■ WHAT THE EXERCISE ASKS: Write a continuation of the text below on the child guidance movement in the United States, starting right after its last sentence.

■ TEXT PROVIDED:

━━━

Child Guidance
Child Guidance
Child guidance in the United States began with an idealistic mission characteristic of Progressive reform: prevention, first of juvenile delinquency and then of mental illness by identifying the first signs of problems in children. Over the years, the goal of prevention faded, and child guidance came to treat mild behavior and emotional problems in children. The child guidance movement began in 1922 as part of a program sponsored by a private foundation, the Commonwealth Fund's Program for the Prevention of Juvenile Delinquency. The movement established community facilities, called child guidance clinics, for treating so-called maladjusted children, school-aged children of normal intelligence exhibiting slight behavior or psychological problems.
The Program for the Prevention of Juvenile Delinquency introduced eight demonstration clinics in cities across the country, which sparked the creation of some forty-two clinics by 1933. Child guidance clinics employed clinical teams made up of newly established professionals: a psychiatrist, a psychologist, and a psychiatric social worker. Members of these clinical teams pooled their different perspectives to provide treatment sensitive to all aspects of the child's situation. Established as facilities to treat all maladjusted children in a community, the new clinics cooperated with existing social welfare, educational, and medical services to reach the widest range of children.
The child guidance movement of the early 1920s embodied the optimism and vigorous outreach of the mental hygiene movement–psychiatry's early-twentieth-century push into the community, to educate the public about mental illness, identify its early signs, and it was hoped, to prevent it. The very term guidance suggests something between education and nurture on the one hand, and medical models of treatment and cure, on the other. By the 1930s, however, child guidance was a clearly delineated medical endeavor, aimed at treating a population of children with mild behavioral and emotional problems within the confines of clinic offices. Gone was the practice of early intervention in children, the broad local outreach linking clinics to networks of child-helping services, and identifying problems in children appearing in a variety of locations throughout the community, especially immigrant and poor children.

━━━

■ DATA SHOWN:

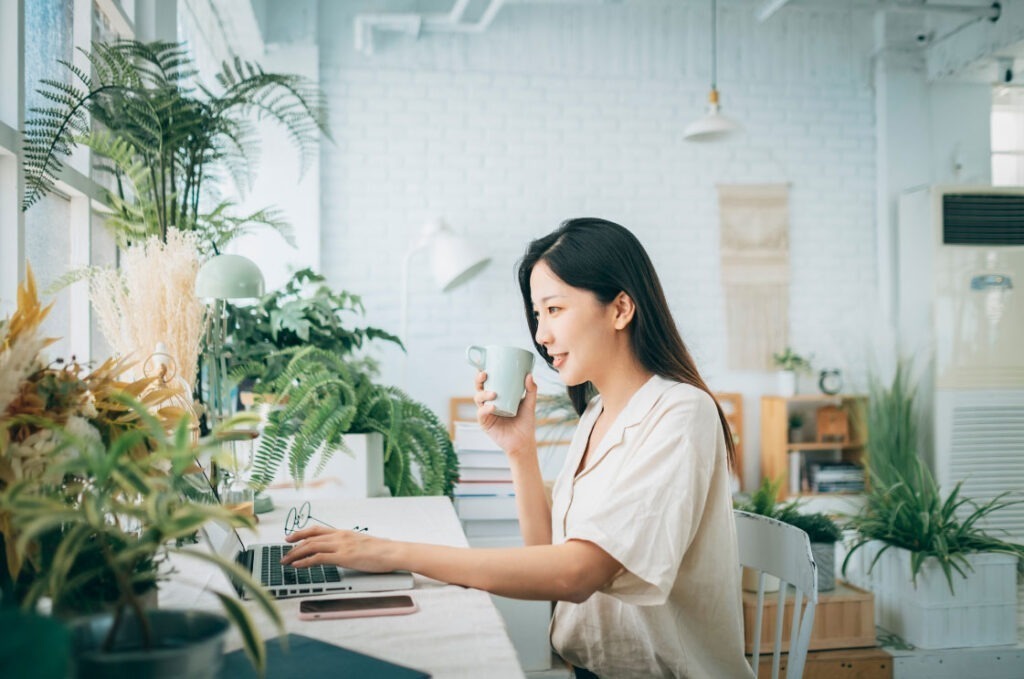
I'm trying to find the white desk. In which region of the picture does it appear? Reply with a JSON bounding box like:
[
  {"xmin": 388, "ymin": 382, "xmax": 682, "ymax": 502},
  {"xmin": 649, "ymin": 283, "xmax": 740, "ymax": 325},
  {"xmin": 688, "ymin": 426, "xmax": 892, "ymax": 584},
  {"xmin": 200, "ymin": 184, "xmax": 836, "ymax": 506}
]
[{"xmin": 160, "ymin": 491, "xmax": 523, "ymax": 679}]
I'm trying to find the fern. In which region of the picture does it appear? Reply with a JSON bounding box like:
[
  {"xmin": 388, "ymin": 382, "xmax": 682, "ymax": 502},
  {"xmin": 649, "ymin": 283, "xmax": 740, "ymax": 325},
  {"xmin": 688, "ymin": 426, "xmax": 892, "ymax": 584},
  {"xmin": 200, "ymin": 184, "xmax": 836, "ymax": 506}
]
[
  {"xmin": 243, "ymin": 346, "xmax": 458, "ymax": 496},
  {"xmin": 22, "ymin": 40, "xmax": 330, "ymax": 250}
]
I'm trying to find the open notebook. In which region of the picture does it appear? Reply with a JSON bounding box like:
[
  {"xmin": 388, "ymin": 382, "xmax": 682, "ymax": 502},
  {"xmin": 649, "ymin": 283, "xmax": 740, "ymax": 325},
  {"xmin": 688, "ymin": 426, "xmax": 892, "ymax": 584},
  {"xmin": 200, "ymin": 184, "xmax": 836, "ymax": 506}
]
[{"xmin": 203, "ymin": 521, "xmax": 413, "ymax": 599}]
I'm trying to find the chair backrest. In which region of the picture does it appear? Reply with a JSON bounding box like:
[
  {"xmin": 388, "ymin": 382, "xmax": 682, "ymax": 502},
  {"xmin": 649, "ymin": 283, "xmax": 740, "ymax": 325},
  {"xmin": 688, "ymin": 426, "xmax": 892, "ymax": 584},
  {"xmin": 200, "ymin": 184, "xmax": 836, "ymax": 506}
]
[{"xmin": 733, "ymin": 509, "xmax": 818, "ymax": 679}]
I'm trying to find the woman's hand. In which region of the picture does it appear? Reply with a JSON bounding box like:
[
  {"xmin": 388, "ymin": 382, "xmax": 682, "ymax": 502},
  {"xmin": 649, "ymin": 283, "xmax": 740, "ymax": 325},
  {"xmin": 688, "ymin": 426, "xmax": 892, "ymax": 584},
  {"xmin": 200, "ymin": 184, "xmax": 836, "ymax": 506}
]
[
  {"xmin": 473, "ymin": 372, "xmax": 537, "ymax": 457},
  {"xmin": 281, "ymin": 525, "xmax": 398, "ymax": 572}
]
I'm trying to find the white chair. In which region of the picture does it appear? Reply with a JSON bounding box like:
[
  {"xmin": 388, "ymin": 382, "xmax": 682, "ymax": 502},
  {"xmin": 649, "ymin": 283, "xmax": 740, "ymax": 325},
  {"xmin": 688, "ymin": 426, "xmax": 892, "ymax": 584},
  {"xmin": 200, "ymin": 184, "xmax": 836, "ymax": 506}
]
[{"xmin": 733, "ymin": 509, "xmax": 818, "ymax": 679}]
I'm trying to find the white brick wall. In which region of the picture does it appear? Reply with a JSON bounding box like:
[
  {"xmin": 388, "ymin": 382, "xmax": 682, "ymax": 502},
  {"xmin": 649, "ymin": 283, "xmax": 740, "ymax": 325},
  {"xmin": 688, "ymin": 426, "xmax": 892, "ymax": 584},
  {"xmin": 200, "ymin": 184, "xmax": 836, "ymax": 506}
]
[{"xmin": 319, "ymin": 2, "xmax": 876, "ymax": 485}]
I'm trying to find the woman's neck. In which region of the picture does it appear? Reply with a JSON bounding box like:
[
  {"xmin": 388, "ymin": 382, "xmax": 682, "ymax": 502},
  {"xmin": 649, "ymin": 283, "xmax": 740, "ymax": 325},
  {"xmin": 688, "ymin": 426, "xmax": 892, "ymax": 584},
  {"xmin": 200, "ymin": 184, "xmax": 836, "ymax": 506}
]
[{"xmin": 593, "ymin": 356, "xmax": 652, "ymax": 418}]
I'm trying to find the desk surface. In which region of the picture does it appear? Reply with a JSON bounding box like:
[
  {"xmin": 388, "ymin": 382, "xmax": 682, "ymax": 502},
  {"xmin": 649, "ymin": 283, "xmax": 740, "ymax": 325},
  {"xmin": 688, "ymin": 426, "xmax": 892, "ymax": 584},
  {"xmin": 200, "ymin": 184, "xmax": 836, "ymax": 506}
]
[{"xmin": 160, "ymin": 491, "xmax": 523, "ymax": 679}]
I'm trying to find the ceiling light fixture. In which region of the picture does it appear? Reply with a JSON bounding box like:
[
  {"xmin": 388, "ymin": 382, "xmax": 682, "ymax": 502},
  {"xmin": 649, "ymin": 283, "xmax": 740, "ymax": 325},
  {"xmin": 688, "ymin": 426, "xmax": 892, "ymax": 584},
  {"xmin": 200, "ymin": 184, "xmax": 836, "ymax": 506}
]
[{"xmin": 683, "ymin": 0, "xmax": 743, "ymax": 141}]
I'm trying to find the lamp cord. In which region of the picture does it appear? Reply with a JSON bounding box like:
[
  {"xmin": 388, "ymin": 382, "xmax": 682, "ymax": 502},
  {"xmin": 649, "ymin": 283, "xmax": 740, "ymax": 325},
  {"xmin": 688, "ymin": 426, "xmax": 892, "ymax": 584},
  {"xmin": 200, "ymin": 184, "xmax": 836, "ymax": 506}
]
[{"xmin": 711, "ymin": 0, "xmax": 718, "ymax": 89}]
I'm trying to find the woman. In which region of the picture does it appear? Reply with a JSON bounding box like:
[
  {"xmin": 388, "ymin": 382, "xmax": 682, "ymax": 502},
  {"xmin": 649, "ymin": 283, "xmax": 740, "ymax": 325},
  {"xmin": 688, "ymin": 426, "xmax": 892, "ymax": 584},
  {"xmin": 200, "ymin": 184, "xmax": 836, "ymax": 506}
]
[{"xmin": 286, "ymin": 218, "xmax": 753, "ymax": 679}]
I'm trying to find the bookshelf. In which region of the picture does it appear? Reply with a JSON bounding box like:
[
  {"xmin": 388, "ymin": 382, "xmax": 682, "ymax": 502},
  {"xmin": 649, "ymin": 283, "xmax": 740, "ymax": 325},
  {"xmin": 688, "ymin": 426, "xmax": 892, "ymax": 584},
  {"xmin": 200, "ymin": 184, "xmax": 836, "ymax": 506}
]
[{"xmin": 761, "ymin": 394, "xmax": 867, "ymax": 500}]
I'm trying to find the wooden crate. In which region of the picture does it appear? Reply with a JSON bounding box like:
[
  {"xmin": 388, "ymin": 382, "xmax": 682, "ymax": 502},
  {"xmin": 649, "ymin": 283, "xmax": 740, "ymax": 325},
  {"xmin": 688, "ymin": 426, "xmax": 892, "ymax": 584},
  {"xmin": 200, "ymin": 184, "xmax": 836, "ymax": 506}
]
[
  {"xmin": 743, "ymin": 580, "xmax": 877, "ymax": 653},
  {"xmin": 758, "ymin": 648, "xmax": 893, "ymax": 679}
]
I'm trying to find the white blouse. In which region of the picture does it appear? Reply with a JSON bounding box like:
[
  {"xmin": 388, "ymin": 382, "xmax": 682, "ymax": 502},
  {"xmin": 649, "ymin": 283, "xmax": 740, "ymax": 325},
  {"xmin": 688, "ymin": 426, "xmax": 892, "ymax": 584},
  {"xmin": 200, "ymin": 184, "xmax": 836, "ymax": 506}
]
[{"xmin": 551, "ymin": 376, "xmax": 754, "ymax": 679}]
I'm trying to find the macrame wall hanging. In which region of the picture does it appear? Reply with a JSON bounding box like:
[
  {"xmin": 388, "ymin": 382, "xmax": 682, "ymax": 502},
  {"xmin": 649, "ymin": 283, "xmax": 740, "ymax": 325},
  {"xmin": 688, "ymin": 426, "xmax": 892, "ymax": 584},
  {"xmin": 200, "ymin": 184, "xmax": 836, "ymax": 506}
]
[{"xmin": 718, "ymin": 184, "xmax": 790, "ymax": 371}]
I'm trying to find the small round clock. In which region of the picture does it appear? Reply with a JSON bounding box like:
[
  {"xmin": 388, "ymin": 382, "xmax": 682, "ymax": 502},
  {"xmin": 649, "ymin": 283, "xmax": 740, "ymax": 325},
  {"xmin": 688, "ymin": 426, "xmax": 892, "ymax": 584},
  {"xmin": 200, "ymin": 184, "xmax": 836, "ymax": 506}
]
[{"xmin": 818, "ymin": 369, "xmax": 843, "ymax": 395}]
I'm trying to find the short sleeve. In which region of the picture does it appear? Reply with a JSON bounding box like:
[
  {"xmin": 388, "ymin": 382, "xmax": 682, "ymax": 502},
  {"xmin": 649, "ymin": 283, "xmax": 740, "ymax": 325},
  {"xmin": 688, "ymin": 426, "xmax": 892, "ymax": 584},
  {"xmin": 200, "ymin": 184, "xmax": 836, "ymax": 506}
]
[{"xmin": 565, "ymin": 385, "xmax": 724, "ymax": 605}]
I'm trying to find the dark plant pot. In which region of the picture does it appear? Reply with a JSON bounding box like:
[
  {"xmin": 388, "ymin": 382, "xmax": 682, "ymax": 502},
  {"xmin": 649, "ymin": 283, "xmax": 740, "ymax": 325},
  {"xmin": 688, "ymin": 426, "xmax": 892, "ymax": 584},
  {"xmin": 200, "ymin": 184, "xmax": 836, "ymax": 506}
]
[
  {"xmin": 71, "ymin": 610, "xmax": 228, "ymax": 679},
  {"xmin": 811, "ymin": 542, "xmax": 836, "ymax": 592}
]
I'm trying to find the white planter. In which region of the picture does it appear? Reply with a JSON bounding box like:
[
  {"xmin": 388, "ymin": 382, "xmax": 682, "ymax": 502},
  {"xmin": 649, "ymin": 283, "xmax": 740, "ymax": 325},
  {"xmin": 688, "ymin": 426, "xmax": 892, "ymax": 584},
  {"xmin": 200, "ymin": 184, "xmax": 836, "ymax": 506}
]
[
  {"xmin": 860, "ymin": 542, "xmax": 1017, "ymax": 648},
  {"xmin": 811, "ymin": 542, "xmax": 836, "ymax": 592},
  {"xmin": 775, "ymin": 370, "xmax": 797, "ymax": 397}
]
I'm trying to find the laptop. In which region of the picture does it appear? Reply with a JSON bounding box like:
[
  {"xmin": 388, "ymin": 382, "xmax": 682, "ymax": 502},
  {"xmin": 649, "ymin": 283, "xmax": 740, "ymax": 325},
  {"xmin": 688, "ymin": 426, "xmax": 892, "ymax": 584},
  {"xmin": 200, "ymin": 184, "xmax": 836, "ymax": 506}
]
[{"xmin": 202, "ymin": 520, "xmax": 413, "ymax": 599}]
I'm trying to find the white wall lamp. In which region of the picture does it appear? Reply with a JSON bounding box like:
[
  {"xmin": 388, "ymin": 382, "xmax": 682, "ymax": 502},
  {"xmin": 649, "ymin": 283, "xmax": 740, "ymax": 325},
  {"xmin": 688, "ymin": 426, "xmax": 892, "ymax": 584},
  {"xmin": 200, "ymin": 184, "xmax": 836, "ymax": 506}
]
[
  {"xmin": 683, "ymin": 0, "xmax": 743, "ymax": 141},
  {"xmin": 399, "ymin": 218, "xmax": 490, "ymax": 372}
]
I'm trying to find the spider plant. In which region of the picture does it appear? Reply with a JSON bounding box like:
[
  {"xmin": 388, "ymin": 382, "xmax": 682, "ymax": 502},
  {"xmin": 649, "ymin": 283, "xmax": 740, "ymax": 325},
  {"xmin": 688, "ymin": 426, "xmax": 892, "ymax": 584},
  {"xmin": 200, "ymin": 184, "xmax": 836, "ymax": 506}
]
[
  {"xmin": 22, "ymin": 40, "xmax": 328, "ymax": 250},
  {"xmin": 843, "ymin": 360, "xmax": 1024, "ymax": 592},
  {"xmin": 0, "ymin": 401, "xmax": 283, "ymax": 669}
]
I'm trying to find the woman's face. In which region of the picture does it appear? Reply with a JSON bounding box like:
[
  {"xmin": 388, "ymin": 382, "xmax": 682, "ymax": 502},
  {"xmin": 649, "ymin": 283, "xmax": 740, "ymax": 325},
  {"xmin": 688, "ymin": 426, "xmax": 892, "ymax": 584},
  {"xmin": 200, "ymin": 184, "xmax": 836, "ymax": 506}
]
[{"xmin": 529, "ymin": 260, "xmax": 615, "ymax": 386}]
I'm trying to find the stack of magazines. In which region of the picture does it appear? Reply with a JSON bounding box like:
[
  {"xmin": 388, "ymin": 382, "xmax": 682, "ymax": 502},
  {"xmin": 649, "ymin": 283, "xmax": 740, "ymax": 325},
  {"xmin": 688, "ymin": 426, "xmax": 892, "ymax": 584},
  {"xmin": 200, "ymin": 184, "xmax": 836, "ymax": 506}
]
[{"xmin": 809, "ymin": 462, "xmax": 864, "ymax": 493}]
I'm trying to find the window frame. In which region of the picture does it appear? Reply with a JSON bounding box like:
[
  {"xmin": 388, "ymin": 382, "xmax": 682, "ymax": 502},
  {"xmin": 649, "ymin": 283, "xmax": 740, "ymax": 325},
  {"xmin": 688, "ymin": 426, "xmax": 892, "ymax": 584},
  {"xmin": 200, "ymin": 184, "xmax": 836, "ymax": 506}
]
[
  {"xmin": 0, "ymin": 0, "xmax": 135, "ymax": 359},
  {"xmin": 990, "ymin": 86, "xmax": 1024, "ymax": 186}
]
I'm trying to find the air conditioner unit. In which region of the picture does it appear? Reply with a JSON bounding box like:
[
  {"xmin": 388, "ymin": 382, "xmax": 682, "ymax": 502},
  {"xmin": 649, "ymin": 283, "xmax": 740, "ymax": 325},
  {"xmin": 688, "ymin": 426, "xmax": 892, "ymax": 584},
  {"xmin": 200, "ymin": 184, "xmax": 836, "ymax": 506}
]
[{"xmin": 896, "ymin": 186, "xmax": 1024, "ymax": 542}]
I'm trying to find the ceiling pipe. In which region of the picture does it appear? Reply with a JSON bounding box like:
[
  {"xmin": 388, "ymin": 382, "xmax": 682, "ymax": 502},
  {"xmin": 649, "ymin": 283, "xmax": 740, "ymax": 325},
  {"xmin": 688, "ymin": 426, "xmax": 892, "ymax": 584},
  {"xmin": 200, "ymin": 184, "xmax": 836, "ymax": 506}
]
[
  {"xmin": 757, "ymin": 0, "xmax": 1002, "ymax": 23},
  {"xmin": 354, "ymin": 0, "xmax": 608, "ymax": 55}
]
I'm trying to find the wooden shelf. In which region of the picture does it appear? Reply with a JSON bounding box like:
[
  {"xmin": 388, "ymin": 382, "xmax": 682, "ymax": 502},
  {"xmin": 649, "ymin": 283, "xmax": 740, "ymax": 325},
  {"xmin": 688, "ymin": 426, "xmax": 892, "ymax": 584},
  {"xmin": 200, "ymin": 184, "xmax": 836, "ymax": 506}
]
[
  {"xmin": 761, "ymin": 394, "xmax": 867, "ymax": 500},
  {"xmin": 762, "ymin": 393, "xmax": 866, "ymax": 404},
  {"xmin": 786, "ymin": 491, "xmax": 865, "ymax": 500},
  {"xmin": 785, "ymin": 441, "xmax": 864, "ymax": 451}
]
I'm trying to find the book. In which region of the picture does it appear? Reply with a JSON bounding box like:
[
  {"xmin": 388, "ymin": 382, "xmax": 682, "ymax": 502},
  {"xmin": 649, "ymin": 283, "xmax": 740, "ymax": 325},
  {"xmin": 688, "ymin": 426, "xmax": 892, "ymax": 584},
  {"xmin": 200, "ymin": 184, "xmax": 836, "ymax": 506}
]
[
  {"xmin": 220, "ymin": 634, "xmax": 430, "ymax": 679},
  {"xmin": 462, "ymin": 518, "xmax": 519, "ymax": 540},
  {"xmin": 454, "ymin": 496, "xmax": 519, "ymax": 521},
  {"xmin": 455, "ymin": 478, "xmax": 515, "ymax": 497},
  {"xmin": 457, "ymin": 452, "xmax": 509, "ymax": 469},
  {"xmin": 459, "ymin": 465, "xmax": 512, "ymax": 481}
]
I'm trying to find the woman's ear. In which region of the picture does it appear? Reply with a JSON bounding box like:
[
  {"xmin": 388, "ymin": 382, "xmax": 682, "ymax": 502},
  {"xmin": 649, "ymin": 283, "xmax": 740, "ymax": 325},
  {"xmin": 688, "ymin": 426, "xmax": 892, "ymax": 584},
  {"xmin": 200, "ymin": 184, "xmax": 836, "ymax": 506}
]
[{"xmin": 611, "ymin": 292, "xmax": 637, "ymax": 330}]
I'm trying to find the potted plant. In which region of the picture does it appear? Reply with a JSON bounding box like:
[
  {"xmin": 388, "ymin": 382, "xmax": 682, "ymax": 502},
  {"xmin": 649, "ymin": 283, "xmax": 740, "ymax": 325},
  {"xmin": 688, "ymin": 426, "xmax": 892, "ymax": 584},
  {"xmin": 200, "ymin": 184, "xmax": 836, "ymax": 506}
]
[
  {"xmin": 843, "ymin": 362, "xmax": 1024, "ymax": 648},
  {"xmin": 733, "ymin": 476, "xmax": 797, "ymax": 592},
  {"xmin": 22, "ymin": 40, "xmax": 329, "ymax": 252},
  {"xmin": 228, "ymin": 269, "xmax": 458, "ymax": 496},
  {"xmin": 784, "ymin": 512, "xmax": 842, "ymax": 592},
  {"xmin": 0, "ymin": 270, "xmax": 281, "ymax": 676},
  {"xmin": 772, "ymin": 346, "xmax": 811, "ymax": 396}
]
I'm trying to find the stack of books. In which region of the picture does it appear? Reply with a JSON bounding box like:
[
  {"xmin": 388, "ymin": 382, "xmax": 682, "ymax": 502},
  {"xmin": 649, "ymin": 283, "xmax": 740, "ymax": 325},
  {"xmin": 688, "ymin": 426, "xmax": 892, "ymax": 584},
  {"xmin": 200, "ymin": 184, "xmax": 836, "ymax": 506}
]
[
  {"xmin": 809, "ymin": 462, "xmax": 864, "ymax": 493},
  {"xmin": 453, "ymin": 422, "xmax": 519, "ymax": 546}
]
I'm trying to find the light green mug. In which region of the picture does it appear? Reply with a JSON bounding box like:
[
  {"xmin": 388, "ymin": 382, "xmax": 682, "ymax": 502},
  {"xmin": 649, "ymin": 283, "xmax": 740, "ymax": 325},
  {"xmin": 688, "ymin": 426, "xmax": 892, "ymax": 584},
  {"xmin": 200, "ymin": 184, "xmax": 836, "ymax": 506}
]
[{"xmin": 466, "ymin": 344, "xmax": 534, "ymax": 417}]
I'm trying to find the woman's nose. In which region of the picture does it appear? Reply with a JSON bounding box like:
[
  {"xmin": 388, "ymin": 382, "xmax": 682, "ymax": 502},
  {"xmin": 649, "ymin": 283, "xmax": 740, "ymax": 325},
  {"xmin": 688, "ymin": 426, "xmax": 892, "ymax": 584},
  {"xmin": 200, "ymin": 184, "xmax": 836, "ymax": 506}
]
[{"xmin": 534, "ymin": 321, "xmax": 551, "ymax": 346}]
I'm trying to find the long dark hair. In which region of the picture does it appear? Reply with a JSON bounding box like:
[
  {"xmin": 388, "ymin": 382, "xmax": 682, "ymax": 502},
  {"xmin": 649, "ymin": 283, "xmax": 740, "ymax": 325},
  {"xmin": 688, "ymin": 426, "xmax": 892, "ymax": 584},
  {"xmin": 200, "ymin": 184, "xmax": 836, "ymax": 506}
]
[{"xmin": 518, "ymin": 217, "xmax": 736, "ymax": 467}]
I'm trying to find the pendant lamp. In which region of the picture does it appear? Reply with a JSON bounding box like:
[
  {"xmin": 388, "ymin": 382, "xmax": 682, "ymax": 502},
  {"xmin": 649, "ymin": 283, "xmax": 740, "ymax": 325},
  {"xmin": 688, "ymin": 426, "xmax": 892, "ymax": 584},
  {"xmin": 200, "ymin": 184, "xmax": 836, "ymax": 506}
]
[{"xmin": 683, "ymin": 0, "xmax": 742, "ymax": 141}]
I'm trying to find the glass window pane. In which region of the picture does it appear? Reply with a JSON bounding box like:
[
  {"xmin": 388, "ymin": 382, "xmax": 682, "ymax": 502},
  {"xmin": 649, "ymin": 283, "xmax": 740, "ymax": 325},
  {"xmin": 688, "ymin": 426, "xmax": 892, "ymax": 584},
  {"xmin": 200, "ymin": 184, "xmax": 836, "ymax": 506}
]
[
  {"xmin": 992, "ymin": 107, "xmax": 1024, "ymax": 152},
  {"xmin": 92, "ymin": 3, "xmax": 119, "ymax": 42},
  {"xmin": 25, "ymin": 0, "xmax": 74, "ymax": 118},
  {"xmin": 89, "ymin": 213, "xmax": 118, "ymax": 364},
  {"xmin": 25, "ymin": 194, "xmax": 71, "ymax": 358}
]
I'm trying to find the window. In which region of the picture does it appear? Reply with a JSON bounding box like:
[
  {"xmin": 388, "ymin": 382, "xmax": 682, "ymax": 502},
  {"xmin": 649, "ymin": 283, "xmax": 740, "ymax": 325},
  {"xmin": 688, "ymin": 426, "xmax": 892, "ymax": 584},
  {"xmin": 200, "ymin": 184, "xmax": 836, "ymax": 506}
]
[
  {"xmin": 0, "ymin": 0, "xmax": 134, "ymax": 359},
  {"xmin": 991, "ymin": 86, "xmax": 1024, "ymax": 186}
]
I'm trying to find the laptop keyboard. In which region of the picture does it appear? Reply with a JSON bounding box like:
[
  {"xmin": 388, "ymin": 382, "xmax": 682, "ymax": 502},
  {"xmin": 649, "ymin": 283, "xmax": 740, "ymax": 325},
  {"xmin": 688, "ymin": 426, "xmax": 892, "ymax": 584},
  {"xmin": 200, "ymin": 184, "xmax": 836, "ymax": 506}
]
[{"xmin": 262, "ymin": 545, "xmax": 341, "ymax": 587}]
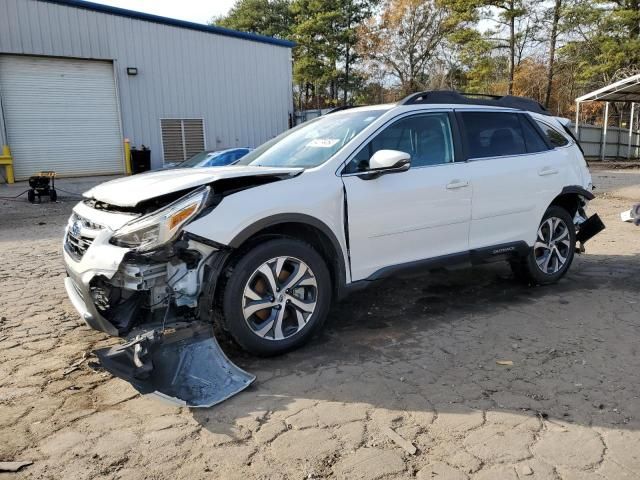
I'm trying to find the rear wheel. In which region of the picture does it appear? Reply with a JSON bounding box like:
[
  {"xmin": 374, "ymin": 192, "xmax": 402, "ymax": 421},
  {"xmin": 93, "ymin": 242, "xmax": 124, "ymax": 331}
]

━━━

■ RESULT OF THIS EXERCISE:
Nevertheless, child guidance continued to direct itself toward the same at-risk population: treatment of the so-called problem child. Child guidance defined the problem child as a child of normal intelligence, exhibiting a range of behavior and psychological problems, which were lumped together in a category called maladjustment. Indications of such maladjustments ranged from thumb sucking, nail biting, enuresis, and night terrors, in younger children, to personality traits such as sensitiveness, seclusiveness, apathy, excessive imagination, and fanciful lying. Also included was a category of undesirable behavior in older children such as disobedience, teasing, bullying, temper tantrums, seeking bad companions, keeping late hours, and engaging in sexual activities.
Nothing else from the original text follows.